## 読む文章
━━━━━━━━━━
一方、日本心臓財団公表の統計によると、脳疾患より圧倒的に突然死に至ってしまうケースが多いのが、心臓疾患だ。健康体の人で2.4倍、なんらかの病気を抱える人においては3.4倍にも達するという。

心臓疾患とは急性心筋梗塞、狭心症、不整脈、心不全などで、まとめて心臓病と呼ばれる。なかでも突然死に至ってしまうもので、前兆がわかりやすいとされていたのが、狭心症が元で起こる心筋梗塞だ。ここからは、循環器の専門医である大阪樟蔭女子大学の石蔵文信教授に解説してもらおう。

「狭心症の状態では、心臓の冠状動脈が狭くなっているため、体を動かすと血中酸素が不足し、胸部が激しい痛みや圧迫感に襲われます。それが心筋梗塞の前兆だと言われてきました」
━━━━━━━━━━
## 表示内容

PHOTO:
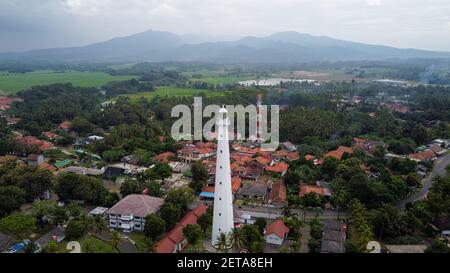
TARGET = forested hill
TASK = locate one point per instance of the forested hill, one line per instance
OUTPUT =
(283, 47)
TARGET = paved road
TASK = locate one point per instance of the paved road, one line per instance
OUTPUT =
(438, 170)
(273, 213)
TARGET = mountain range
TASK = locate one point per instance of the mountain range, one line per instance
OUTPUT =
(281, 47)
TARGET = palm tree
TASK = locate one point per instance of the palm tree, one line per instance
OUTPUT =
(223, 243)
(87, 221)
(150, 245)
(99, 224)
(236, 239)
(115, 239)
(340, 197)
(297, 245)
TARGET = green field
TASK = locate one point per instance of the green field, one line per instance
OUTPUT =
(224, 79)
(11, 83)
(174, 92)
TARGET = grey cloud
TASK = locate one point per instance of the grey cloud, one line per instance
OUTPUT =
(401, 23)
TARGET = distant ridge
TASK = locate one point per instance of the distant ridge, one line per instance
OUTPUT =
(281, 47)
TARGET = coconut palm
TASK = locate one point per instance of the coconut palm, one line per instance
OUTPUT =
(236, 237)
(223, 243)
(115, 239)
(99, 224)
(150, 245)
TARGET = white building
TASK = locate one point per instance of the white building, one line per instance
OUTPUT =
(276, 233)
(130, 212)
(223, 197)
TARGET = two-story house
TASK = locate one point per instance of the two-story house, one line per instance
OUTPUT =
(130, 212)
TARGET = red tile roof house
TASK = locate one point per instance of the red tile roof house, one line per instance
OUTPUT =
(66, 125)
(426, 155)
(51, 136)
(276, 233)
(306, 189)
(164, 157)
(174, 241)
(277, 195)
(29, 141)
(339, 152)
(279, 168)
(129, 213)
(196, 152)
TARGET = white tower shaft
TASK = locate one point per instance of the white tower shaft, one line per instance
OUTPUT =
(223, 198)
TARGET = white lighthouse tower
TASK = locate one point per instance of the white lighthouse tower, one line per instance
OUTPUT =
(223, 199)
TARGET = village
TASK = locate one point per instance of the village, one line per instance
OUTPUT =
(258, 186)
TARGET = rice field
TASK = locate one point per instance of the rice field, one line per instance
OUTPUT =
(174, 92)
(11, 83)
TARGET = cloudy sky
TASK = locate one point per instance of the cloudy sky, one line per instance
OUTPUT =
(31, 24)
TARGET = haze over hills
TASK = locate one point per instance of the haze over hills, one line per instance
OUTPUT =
(282, 47)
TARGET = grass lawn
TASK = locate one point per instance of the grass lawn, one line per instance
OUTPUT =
(223, 79)
(96, 245)
(174, 92)
(139, 239)
(11, 83)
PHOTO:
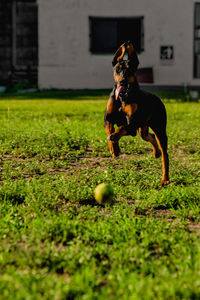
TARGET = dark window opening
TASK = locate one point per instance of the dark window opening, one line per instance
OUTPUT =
(107, 34)
(18, 40)
(197, 41)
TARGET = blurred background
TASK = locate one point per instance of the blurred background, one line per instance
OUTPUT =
(69, 44)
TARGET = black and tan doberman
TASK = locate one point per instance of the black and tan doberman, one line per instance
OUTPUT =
(133, 109)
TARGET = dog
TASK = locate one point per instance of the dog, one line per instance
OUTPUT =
(132, 110)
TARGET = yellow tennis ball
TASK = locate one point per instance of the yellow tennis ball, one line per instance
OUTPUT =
(103, 193)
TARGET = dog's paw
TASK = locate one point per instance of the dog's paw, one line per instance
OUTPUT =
(112, 138)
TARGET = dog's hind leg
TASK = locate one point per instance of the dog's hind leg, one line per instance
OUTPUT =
(149, 137)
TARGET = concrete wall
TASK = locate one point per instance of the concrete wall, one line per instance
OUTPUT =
(66, 62)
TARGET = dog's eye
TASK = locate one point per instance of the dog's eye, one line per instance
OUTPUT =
(118, 70)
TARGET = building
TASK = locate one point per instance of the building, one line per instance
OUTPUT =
(77, 40)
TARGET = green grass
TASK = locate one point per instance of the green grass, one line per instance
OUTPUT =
(56, 242)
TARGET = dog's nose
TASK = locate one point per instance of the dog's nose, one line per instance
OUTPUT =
(122, 82)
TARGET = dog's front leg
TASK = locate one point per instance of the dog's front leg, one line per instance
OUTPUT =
(118, 134)
(113, 145)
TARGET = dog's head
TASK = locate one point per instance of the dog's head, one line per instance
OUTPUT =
(124, 70)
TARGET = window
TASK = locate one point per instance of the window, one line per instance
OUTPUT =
(197, 41)
(107, 34)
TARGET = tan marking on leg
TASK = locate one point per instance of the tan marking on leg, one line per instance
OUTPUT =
(146, 136)
(113, 146)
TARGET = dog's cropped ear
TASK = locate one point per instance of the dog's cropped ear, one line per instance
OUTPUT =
(119, 54)
(132, 56)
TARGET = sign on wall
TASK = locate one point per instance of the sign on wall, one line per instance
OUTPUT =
(167, 54)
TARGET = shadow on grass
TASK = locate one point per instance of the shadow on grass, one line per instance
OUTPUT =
(59, 94)
(97, 94)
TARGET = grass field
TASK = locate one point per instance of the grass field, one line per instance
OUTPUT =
(56, 242)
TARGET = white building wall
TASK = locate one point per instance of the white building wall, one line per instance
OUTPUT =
(66, 62)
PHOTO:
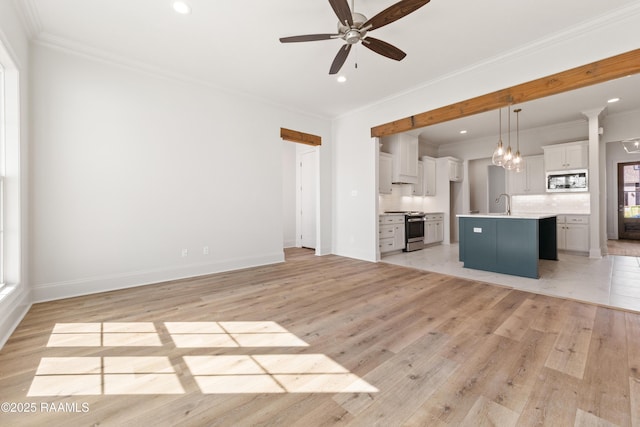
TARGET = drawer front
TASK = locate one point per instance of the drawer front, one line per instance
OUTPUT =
(391, 219)
(577, 219)
(387, 231)
(386, 245)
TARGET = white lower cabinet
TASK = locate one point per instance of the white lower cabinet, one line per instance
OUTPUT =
(391, 233)
(573, 232)
(433, 228)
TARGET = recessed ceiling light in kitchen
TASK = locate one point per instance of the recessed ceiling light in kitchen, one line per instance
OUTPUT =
(181, 7)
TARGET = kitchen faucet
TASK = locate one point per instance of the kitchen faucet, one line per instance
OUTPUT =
(508, 199)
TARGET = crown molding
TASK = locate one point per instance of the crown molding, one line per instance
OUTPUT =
(29, 17)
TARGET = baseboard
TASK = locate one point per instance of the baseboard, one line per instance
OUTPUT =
(13, 307)
(92, 285)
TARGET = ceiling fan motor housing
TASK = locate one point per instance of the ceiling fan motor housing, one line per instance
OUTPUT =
(353, 34)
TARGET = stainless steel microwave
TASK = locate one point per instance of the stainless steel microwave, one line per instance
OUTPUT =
(569, 180)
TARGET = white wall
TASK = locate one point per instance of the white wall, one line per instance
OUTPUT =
(289, 194)
(130, 168)
(355, 193)
(15, 297)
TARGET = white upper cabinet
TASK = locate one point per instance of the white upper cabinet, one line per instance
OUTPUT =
(572, 155)
(429, 176)
(530, 180)
(385, 166)
(404, 149)
(418, 187)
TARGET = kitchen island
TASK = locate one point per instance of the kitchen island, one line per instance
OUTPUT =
(509, 244)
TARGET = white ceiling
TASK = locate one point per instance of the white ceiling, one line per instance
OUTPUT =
(234, 45)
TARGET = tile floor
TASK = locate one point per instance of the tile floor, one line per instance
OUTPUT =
(611, 281)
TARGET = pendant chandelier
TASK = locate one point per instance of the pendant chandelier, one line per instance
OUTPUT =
(505, 157)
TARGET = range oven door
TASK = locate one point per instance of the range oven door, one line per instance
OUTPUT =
(414, 232)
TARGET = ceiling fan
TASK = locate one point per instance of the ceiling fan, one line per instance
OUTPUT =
(353, 28)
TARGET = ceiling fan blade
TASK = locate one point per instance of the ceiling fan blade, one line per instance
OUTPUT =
(341, 8)
(383, 48)
(308, 38)
(393, 13)
(340, 58)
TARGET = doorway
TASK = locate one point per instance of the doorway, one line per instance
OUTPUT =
(629, 200)
(307, 197)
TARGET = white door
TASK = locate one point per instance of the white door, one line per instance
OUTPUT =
(308, 175)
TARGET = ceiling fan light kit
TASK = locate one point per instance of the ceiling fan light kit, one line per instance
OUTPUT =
(353, 28)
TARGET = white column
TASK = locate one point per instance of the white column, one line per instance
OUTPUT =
(597, 186)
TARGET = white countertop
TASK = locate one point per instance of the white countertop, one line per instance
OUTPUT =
(512, 216)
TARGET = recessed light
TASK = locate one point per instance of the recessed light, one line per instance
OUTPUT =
(181, 7)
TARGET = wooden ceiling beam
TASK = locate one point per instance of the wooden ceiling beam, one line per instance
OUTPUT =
(300, 137)
(597, 72)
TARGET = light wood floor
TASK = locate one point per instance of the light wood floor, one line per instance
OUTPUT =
(428, 350)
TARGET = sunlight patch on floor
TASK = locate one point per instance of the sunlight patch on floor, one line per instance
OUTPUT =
(213, 374)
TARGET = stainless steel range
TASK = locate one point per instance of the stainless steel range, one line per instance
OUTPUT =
(413, 230)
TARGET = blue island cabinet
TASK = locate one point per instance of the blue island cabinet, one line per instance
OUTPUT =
(507, 244)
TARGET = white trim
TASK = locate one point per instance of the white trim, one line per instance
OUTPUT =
(15, 302)
(92, 285)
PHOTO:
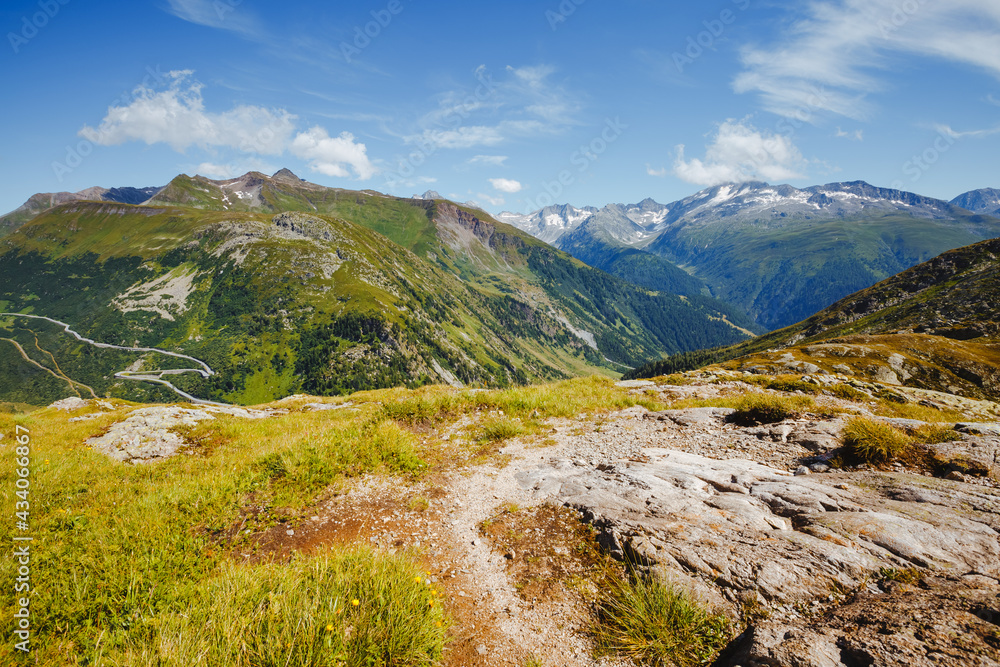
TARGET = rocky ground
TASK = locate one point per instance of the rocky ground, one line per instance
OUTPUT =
(817, 566)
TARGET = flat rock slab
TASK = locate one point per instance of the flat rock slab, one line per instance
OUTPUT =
(950, 622)
(747, 527)
(978, 429)
(693, 416)
(147, 433)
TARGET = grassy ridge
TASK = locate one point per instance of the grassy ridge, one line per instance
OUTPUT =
(142, 565)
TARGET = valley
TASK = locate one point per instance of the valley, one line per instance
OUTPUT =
(778, 253)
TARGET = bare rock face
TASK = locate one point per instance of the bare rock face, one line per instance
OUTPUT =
(973, 455)
(304, 225)
(942, 621)
(147, 434)
(750, 529)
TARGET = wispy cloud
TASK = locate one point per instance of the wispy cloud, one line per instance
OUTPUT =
(216, 14)
(526, 102)
(739, 152)
(947, 131)
(506, 185)
(856, 135)
(832, 60)
(177, 117)
(492, 201)
(491, 160)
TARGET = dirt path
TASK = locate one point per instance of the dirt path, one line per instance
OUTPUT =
(440, 519)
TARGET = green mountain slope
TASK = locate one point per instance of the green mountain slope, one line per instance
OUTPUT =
(362, 291)
(933, 326)
(783, 272)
━━━━━━━━━━
## 練習問題
[a] 心臓病についての文章の「心臓疾患とは急性心筋梗塞、狭」から「の前兆だと言われてきました」」までを、正確に書き写してください。
[b] 心臓病についての文章を読んで、次の問いに答えてください。
(i) なんらかの病気を抱える人の場合、数字は何倍に達するとされていますか。
(ii) 解説をしてもらう専門医は、どこの大学の何という人ですか。
(iii) 狭心症の状態で狭くなっているのは、心臓の何ですか。

## この問題の答え
[a]
心臓疾患とは急性心筋梗塞、狭心症、不整脈、心不全などで、まとめて心臓病と呼ばれる。なかでも突然死に至ってしまうもので、前兆がわかりやすいとされていたのが、狭心症が元で起こる心筋梗塞だ。ここからは、循環器の専門医である大阪樟蔭女子大学の石蔵文信教授に解説してもらおう。

「狭心症の状態では、心臓の冠状動脈が狭くなっているため、体を動かすと血中酸素が不足し、胸部が激しい痛みや圧迫感に襲われます。それが心筋梗塞の前兆だと言われてきました」

[b]
(i) 3.4倍
(ii) 大阪樟蔭女子大学の石蔵文信教授
(iii) 冠状動脈